··· Available records ···
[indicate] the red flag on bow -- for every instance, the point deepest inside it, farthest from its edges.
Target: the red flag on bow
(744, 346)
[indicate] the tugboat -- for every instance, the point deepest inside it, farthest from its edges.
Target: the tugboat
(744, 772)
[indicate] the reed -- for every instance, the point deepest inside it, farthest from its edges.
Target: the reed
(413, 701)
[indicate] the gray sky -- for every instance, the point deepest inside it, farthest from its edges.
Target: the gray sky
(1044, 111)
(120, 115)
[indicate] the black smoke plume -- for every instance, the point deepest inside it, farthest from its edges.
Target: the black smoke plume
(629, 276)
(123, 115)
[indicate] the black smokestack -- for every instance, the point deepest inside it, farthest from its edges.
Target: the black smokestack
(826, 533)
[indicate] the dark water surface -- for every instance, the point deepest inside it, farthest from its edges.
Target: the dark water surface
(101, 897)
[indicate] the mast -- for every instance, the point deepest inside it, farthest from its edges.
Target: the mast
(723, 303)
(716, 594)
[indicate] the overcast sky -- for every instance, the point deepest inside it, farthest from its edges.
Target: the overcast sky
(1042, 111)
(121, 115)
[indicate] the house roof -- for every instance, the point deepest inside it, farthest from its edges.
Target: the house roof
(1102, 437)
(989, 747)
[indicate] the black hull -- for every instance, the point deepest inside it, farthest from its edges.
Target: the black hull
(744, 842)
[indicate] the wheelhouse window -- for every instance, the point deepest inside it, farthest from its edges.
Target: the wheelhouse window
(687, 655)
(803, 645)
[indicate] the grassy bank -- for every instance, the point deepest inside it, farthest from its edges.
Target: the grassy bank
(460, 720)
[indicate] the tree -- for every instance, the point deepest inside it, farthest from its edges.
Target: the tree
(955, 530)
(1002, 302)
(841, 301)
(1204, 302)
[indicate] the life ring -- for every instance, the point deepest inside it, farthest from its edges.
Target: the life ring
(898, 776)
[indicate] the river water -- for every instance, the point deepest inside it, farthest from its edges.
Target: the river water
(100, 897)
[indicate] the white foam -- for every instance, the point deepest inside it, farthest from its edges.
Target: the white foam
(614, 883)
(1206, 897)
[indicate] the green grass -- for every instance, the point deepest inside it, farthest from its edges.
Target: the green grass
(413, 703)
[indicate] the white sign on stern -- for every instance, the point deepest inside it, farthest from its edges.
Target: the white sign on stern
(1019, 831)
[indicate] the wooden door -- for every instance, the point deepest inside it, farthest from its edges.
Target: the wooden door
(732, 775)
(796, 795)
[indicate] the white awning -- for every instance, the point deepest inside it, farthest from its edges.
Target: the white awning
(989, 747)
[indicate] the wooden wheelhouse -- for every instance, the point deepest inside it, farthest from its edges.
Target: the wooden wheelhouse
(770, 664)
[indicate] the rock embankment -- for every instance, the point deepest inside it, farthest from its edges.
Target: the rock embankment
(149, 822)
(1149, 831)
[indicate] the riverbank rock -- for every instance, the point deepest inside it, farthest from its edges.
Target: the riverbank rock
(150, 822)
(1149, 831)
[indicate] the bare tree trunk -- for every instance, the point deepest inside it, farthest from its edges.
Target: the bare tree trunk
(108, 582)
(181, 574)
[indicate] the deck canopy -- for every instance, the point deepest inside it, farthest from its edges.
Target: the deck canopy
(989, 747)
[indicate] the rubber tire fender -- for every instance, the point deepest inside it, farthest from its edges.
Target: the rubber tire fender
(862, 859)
···
* About this task
Repeat the material in full. Nothing may differ.

* Answer section
[indicate] the red flag on bow -- for every instance, the point deepest inside it, farthest from its edges.
Target: the red flag on bow
(744, 346)
[indicate] the tugboat -- for every instance, the point deepest inside it, farthest from its edges.
Target: the tugboat
(744, 772)
[indicate] the reed -- for every instance, the point deepest inside it, farthest from its edges.
Target: the reed
(413, 701)
[indicate] the gray sky -- for every instance, the point deepest inside it, farthest from its edges.
Target: the gray sky
(1044, 111)
(120, 115)
[indicate] the black smoke plume -- for every instance, the point deepest inside it, farthest from its edges.
Target: the black smoke plume
(629, 276)
(123, 115)
[indicate] the black smokestack -- for every instance, the point deepest inside it, farthest from its edges.
Target: the black smokestack
(826, 533)
[indicate] the dark water surface -- for every instance, the point deepest inside it, farthest from its edges.
Target: the dark water surface
(101, 897)
[indicate] the mast -- for every instance, the point deepest inside it, farthest from its edges.
Target: the mast
(723, 303)
(716, 594)
[indicate] the overcast sky -- for every instance, the point deepest inside it, farthest from its edges.
Target: the overcast sky
(1042, 111)
(121, 115)
[indicate] the house roof -- for every instance, the point deepest inside it, farthest from its edges.
Target: the house roof
(1102, 437)
(989, 747)
[indicate] the black hull -- for every instance, the point deepest inside it, farthest from its edges.
Target: the black hull
(744, 842)
[indicate] the wheelhouse window -- for every instance, the point deepest inside it, farthest from its edges.
Target: the wheelhouse window
(687, 655)
(803, 645)
[indicate] the grassy bank -- for every instance, the point deepest inside it, farthest from its edges.
Target: the grassy bank
(460, 720)
[indicate] the tree -- for every instance, the point deepest inside it, farthest from its edges.
Target: the tree
(955, 530)
(1002, 302)
(841, 301)
(1204, 302)
[indicate] the life ring -- for every instance, the point deepest inside it, farthest from its edges.
Target: the life ring
(898, 776)
[indicate] the river water -- for every instance, the point deepest inside it, farthest from its edges.
Target: the river water
(100, 897)
[indicate] the white foam -- for every instance, the point deepest inside it, farthest from its edges.
Target: the white foam
(614, 883)
(1206, 897)
[indicate] the green grass -- for every instance, the point deepest inside it, farthest from its edges.
Target: the green grass
(413, 703)
[indicate] the white sign on stern -- for every instance, the point deepest inside it, farthest from its edges.
Target: the white sign on stern
(1019, 831)
[indicate] the wooden door -- for every instance, the point deepest inside it, farthest from its edges.
Target: the wooden door
(732, 775)
(796, 795)
[indicate] the white awning -- for every instance, the point deepest inside it, farthest from its edges.
Target: the white awning
(989, 747)
[indicate] the wooden wheelhouse -- for every instance, the point deepest inside it, farthest from its edges.
Target: the wooden wheelhouse
(770, 664)
[indicate] the rock embankment -- for every instance, the point deepest inside it, farthest from its edges.
Target: the rock embankment
(149, 822)
(1149, 831)
[indicate] the riverbank rock -- for every instance, the point deepest inside it, farthest from its edges.
Target: the riverbank rock
(150, 822)
(1149, 831)
[indicate] the bare tree trunk -- for every instance, the point deepest inside it, farthest from its edges.
Target: the bare tree trunk
(108, 582)
(181, 574)
[indicate] the deck canopy -- for every instance, the point deepest inside it, farthest from its edges.
Target: the deck canopy
(989, 747)
[indicate] the rubber tire fender -- for every instance, the point deepest inside it, farthest from its edges.
Target: the rubber tire fender
(862, 859)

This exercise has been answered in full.